» **Required work**
1: Transcribe the Futuro article from "- Billed weight: 75" to "the wrestling fans.".
2: Rewrite every line of the entries from the line with "Pretty please, detect the zipper" to the line with "[44,98,276,407]", adding -14 to each bounding-box coordinate and leaving all other lines unchanged. Give only those lines.

Futuro

Personal information
- Born: Unrevealed 2002 (age 23–24) Mexico City

Professional wrestling career
- Ring name: Futuro
- Billed height: 1.70 m (5 ft 7 in)
- Billed weight: 75 kg (165 lb)
- Trained by: Arturo Beristain Jaque Mate
- Debut: September 2018

= Futuro (wrestler) =

Mexican professional wrestler

Futuro (born 2002) is a Mexican professional wrestler currently working for the promotion Consejo Mundial de Lucha Libre (CMLL), where he is a member of the Los Viajeros del Espacio ("The Space Travelers") stable. He also makes appearances for partner promotion New Japan Pro-Wrestling (NJPW). He is a former Mexican National Lightweight Champion and Mexican National Trios Champion. His real name is not a matter of public record, as is often the case with masked wrestlers in Mexico, where their private lives are kept a secret from the wrestling fans.

» **Raw records**
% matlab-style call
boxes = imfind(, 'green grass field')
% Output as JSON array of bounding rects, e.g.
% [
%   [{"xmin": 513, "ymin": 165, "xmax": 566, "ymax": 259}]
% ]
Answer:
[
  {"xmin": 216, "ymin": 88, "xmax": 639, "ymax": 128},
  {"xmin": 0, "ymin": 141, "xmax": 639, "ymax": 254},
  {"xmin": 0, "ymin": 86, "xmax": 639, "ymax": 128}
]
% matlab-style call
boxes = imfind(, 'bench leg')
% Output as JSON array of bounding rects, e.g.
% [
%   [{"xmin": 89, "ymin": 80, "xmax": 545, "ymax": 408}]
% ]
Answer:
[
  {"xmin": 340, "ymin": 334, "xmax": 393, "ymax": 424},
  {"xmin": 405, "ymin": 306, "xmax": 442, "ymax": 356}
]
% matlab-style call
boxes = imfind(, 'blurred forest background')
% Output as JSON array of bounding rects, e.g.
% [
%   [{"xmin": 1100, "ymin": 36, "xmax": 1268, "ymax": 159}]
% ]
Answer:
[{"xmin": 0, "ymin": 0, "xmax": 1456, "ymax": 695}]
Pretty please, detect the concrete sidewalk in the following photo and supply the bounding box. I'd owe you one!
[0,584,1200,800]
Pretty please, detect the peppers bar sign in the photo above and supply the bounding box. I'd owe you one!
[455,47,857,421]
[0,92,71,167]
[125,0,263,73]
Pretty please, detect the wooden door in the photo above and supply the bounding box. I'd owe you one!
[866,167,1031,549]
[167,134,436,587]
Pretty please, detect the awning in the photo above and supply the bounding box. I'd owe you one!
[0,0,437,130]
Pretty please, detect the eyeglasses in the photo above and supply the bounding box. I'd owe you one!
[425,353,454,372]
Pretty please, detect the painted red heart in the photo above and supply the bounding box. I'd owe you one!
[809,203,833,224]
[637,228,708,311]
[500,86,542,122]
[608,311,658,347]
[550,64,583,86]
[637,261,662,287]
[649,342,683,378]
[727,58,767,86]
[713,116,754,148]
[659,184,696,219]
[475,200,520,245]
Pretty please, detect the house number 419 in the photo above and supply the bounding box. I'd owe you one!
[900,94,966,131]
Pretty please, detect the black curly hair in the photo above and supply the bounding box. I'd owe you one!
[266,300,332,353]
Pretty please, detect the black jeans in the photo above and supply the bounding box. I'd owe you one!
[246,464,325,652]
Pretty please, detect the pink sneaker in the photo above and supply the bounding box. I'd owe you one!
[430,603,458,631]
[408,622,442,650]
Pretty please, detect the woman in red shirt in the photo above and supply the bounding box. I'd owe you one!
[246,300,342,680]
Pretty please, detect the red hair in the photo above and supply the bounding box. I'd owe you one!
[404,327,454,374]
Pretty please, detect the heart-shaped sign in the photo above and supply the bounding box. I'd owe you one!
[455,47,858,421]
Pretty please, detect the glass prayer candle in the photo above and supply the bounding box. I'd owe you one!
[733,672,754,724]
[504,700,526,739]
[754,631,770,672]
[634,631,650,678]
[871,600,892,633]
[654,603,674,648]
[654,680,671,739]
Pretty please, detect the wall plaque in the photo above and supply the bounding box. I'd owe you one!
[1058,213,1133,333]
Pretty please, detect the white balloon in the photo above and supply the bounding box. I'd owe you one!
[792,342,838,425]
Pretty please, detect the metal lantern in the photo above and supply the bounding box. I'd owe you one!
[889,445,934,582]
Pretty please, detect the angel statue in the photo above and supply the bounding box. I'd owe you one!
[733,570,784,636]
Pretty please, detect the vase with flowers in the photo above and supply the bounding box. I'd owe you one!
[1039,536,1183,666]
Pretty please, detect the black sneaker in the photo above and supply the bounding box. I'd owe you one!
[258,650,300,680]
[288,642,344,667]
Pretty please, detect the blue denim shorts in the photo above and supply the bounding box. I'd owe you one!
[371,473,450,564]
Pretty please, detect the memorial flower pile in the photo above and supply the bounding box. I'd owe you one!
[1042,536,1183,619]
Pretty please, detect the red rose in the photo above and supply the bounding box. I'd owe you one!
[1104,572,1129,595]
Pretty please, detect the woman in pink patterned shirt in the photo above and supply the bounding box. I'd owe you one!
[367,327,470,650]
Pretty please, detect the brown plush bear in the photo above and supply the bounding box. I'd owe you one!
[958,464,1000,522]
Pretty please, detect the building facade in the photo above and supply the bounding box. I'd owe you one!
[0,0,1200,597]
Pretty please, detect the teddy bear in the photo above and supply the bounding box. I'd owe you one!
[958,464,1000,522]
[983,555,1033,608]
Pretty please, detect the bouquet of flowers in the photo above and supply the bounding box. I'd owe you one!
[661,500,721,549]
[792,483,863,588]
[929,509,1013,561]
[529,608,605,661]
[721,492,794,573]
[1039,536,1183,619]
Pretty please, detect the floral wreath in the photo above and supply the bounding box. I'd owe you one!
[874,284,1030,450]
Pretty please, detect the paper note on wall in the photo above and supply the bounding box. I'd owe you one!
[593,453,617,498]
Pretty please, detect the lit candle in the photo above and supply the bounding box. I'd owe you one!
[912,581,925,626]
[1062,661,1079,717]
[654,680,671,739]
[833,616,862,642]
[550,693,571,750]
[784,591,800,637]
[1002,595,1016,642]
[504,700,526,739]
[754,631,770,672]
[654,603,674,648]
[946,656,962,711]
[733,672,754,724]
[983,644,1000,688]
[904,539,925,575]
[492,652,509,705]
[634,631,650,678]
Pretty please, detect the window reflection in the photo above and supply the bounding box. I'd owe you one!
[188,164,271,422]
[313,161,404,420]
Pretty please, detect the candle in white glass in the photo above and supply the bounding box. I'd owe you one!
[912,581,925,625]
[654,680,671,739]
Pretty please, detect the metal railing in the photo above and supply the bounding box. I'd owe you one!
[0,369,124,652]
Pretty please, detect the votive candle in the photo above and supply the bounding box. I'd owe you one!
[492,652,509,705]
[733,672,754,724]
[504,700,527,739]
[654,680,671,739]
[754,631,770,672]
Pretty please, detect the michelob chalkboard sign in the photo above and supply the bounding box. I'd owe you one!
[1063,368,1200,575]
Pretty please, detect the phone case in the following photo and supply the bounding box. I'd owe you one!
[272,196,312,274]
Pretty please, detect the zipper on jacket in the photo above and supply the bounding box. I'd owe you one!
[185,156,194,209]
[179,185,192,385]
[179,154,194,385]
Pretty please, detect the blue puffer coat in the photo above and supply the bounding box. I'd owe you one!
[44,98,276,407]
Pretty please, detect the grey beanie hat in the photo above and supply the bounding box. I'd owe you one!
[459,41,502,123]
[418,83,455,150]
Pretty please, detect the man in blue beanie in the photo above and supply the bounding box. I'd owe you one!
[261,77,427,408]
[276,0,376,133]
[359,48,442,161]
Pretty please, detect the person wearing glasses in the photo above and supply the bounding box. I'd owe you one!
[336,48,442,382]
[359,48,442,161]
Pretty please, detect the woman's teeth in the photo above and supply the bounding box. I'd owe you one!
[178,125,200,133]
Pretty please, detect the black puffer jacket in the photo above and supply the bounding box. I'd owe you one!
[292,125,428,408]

» **The results**
1:
- Billed weight: 75 kg (165 lb)
- Trained by: Arturo Beristain Jaque Mate
- Debut: September 2018

= Futuro (wrestler) =

Mexican professional wrestler

Futuro (born 2002) is a Mexican professional wrestler currently working for the promotion Consejo Mundial de Lucha Libre (CMLL), where he is a member of the Los Viajeros del Espacio ("The Space Travelers") stable. He also makes appearances for partner promotion New Japan Pro-Wrestling (NJPW). He is a former Mexican National Lightweight Champion and Mexican National Trios Champion. His real name is not a matter of public record, as is often the case with masked wrestlers in Mexico, where their private lives are kept a secret from the wrestling fans.

2:
Pretty please, detect the zipper on jacket in the photo above and supply the bounding box. I'd owe you one!
[171,142,180,195]
[165,171,178,371]
[165,140,180,371]
Pretty please, detect the blue puffer coat in the photo above and supply the bounding box. I'd owe you one!
[30,84,262,393]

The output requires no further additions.